(Image entries about named regions)
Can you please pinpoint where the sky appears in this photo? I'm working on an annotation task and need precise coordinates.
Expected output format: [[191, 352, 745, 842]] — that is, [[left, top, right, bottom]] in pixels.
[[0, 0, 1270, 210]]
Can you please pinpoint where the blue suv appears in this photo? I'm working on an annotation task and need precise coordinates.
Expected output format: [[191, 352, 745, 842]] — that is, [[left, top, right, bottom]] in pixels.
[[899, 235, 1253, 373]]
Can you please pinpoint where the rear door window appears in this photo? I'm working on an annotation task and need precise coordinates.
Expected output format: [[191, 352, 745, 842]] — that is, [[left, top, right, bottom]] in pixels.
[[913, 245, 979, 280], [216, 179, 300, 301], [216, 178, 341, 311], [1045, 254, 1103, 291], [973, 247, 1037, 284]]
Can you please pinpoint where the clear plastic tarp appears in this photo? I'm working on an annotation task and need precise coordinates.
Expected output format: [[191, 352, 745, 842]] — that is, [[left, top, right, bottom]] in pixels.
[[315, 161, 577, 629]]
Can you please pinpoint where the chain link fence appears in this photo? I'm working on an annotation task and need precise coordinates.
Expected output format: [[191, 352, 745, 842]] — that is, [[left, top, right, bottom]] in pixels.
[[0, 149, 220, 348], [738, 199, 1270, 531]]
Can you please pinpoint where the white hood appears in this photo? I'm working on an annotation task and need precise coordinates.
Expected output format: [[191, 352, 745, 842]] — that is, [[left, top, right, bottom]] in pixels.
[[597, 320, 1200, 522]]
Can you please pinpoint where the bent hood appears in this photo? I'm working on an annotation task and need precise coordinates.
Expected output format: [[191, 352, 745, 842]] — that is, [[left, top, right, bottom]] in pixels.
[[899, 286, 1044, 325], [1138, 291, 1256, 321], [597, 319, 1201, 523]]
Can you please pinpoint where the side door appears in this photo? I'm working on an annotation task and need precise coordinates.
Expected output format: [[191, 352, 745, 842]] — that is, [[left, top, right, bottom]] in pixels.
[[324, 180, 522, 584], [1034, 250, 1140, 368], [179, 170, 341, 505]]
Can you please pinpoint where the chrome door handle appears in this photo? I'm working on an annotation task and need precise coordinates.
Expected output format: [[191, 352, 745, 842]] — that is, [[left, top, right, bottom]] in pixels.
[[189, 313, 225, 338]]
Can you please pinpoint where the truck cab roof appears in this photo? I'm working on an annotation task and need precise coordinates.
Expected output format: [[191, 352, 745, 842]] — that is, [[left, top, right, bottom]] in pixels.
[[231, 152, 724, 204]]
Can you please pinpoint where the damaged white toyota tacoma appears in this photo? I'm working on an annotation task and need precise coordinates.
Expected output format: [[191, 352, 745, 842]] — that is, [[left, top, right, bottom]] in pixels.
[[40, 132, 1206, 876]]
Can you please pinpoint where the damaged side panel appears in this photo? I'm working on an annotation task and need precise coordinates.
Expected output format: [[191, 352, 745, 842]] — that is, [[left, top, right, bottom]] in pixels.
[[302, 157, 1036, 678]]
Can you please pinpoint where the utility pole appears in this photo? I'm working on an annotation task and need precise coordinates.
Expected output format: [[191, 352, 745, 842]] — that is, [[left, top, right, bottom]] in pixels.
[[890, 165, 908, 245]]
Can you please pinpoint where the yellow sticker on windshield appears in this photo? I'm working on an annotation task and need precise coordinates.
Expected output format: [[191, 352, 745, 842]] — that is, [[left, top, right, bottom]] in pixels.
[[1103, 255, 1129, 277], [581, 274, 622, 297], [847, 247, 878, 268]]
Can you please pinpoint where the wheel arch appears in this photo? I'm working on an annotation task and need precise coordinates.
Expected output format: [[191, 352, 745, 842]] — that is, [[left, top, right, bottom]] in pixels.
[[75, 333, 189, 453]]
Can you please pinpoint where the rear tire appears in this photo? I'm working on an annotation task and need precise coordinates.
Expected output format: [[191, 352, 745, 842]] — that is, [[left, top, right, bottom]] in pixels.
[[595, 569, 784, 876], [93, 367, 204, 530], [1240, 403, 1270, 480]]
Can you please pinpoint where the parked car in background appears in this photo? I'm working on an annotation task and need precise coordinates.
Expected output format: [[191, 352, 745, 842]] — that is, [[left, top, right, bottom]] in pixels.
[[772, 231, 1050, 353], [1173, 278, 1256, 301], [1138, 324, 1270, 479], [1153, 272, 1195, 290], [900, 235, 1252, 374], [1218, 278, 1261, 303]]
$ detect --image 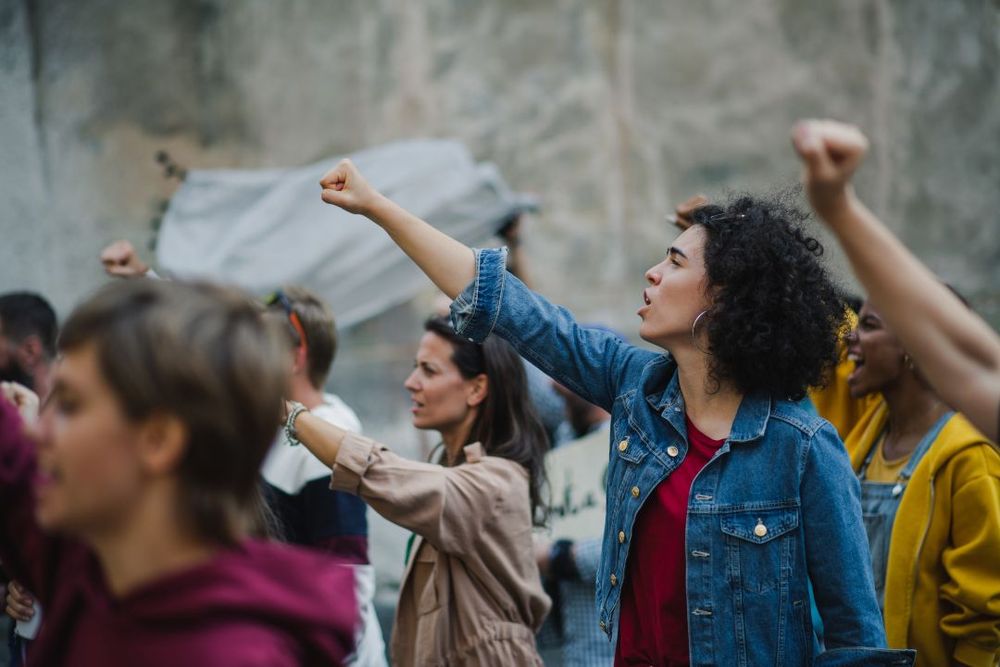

# [Goal]
Edit every item above, putting "labeling project" wherever "annotation task" appears and keeping everything else the same. Don't include the pictures.

# [Full solution]
Can you please pinpoint where the sky appears in this photo? I'm working on an labeling project and need precise coordinates.
Expected output format: [[191, 352, 745, 842]] — that is, [[left, top, right, bottom]] in pixels.
[[0, 0, 1270, 210]]
Can you please pinpoint where the blue suv appears in this photo? I'm working on an labeling project and need precise coordinates.
Expected output format: [[191, 352, 745, 842]] — that is, [[left, top, right, bottom]] in pixels.
[[899, 235, 1253, 373]]
Can you please pinpoint where the rear door window appears in this photo? I'm working on an labeling project and need precise coordinates.
Expected output format: [[191, 352, 745, 842]] — that is, [[left, top, right, bottom]] in pixels.
[[913, 245, 979, 280], [216, 179, 300, 301], [216, 178, 341, 311], [1045, 254, 1103, 291], [973, 247, 1037, 284]]
Can you please pinpoint where the clear plastic tarp appears in this photo? I'm working on an labeling project and need precise coordinates.
Expected output format: [[191, 352, 745, 842]] — that is, [[left, top, right, bottom]] in pixels.
[[315, 161, 577, 629]]
Can you please pinpoint where the chain link fence appears in this photo? I'm working on an labeling project and need precise coordinates.
Expected output format: [[191, 352, 745, 842]] — that is, [[left, top, right, bottom]] in pixels.
[[0, 149, 220, 348], [738, 199, 1270, 531]]
Can you please pinpoint where the white hood appears in this photo? I'm working on an labeling project and need precise coordinates.
Expected output format: [[191, 352, 745, 842]] — that is, [[left, top, right, bottom]] in pixels.
[[597, 320, 1200, 522]]
Can you please pinpoint where the bent hood appears in this photo? I'm working on an labeling project and need precise coordinates.
Expected output format: [[191, 352, 745, 842]] — that is, [[left, top, right, bottom]] in pixels.
[[899, 286, 1044, 325], [1138, 291, 1256, 321], [597, 319, 1201, 523]]
Can you please pinpoint where the side door appears in this photo? I'm working on an labeling project and need precise coordinates.
Expected output format: [[191, 352, 745, 842]] — that is, [[left, top, right, bottom]] in pixels.
[[324, 180, 522, 584], [1034, 250, 1140, 368], [179, 170, 341, 505]]
Can you please pinpoint where the chrome door handle appears in this photo? I'm working on an labeling project and need precise coordinates.
Expected output format: [[191, 352, 745, 842]] — that is, [[left, top, right, bottom]] in pixels.
[[189, 313, 225, 338]]
Can you please pinpoint where the truck cab roof appears in this photo? I'm working on an labeling project and need precise coordinates.
Expected output format: [[191, 352, 745, 842]] — that is, [[left, top, right, bottom]] in pixels.
[[231, 152, 724, 204]]
Can you please pinpoint where the damaged white toyota tacoma appears in this photo? I'm working on an labeling project and need precise coordinates.
Expected output format: [[191, 352, 745, 842]] — that is, [[left, top, right, bottom]] in pixels.
[[40, 132, 1206, 876]]
Can you please pinpoint where the damaged side panel appears in this photo? I'm working on an labeling project and need precise coordinates.
Expected output format: [[191, 352, 745, 842]] — that is, [[left, top, right, bottom]] in pixels.
[[302, 157, 1036, 678]]
Can you please pinpoint where the utility pole appears in this photo? I'm working on an labeling project and need precise coordinates.
Expected output format: [[191, 352, 745, 842]] — that is, [[left, top, right, bottom]] in pixels.
[[890, 165, 908, 245]]
Can you please pinpoint where the yellow sticker on windshield appears in this photo? I'm working on an labeling project and need precise coordinates.
Expected output format: [[191, 352, 745, 842]] — that is, [[left, top, right, bottom]] in pixels.
[[1103, 255, 1129, 277], [581, 274, 622, 297], [847, 247, 878, 268]]
Can you please pinpoint where the wheel arch appears in this photo? I'm working on an labeling project and need precise coordinates.
Expected output format: [[191, 352, 745, 842]] — that is, [[left, top, right, bottom]] in pixels.
[[75, 333, 189, 453]]
Can you please pinpoint where the rear tire appears in this photo? I'm working on an labeling project and need precise coordinates.
Expected output format: [[191, 352, 745, 842]] — that is, [[left, top, right, bottom]] in pixels.
[[595, 569, 784, 876], [93, 367, 204, 530], [1240, 403, 1270, 480]]
Can you please pinpoint where the parked car in background appears in this photo? I'm working on an labeling project and need precise coordinates.
Expected output format: [[191, 352, 745, 842]] — that is, [[left, top, right, bottom]] in pixels.
[[772, 231, 1050, 353], [1173, 278, 1256, 301], [1138, 324, 1270, 479], [1153, 272, 1195, 290], [900, 235, 1252, 374], [1218, 278, 1261, 303]]
$ detect --image 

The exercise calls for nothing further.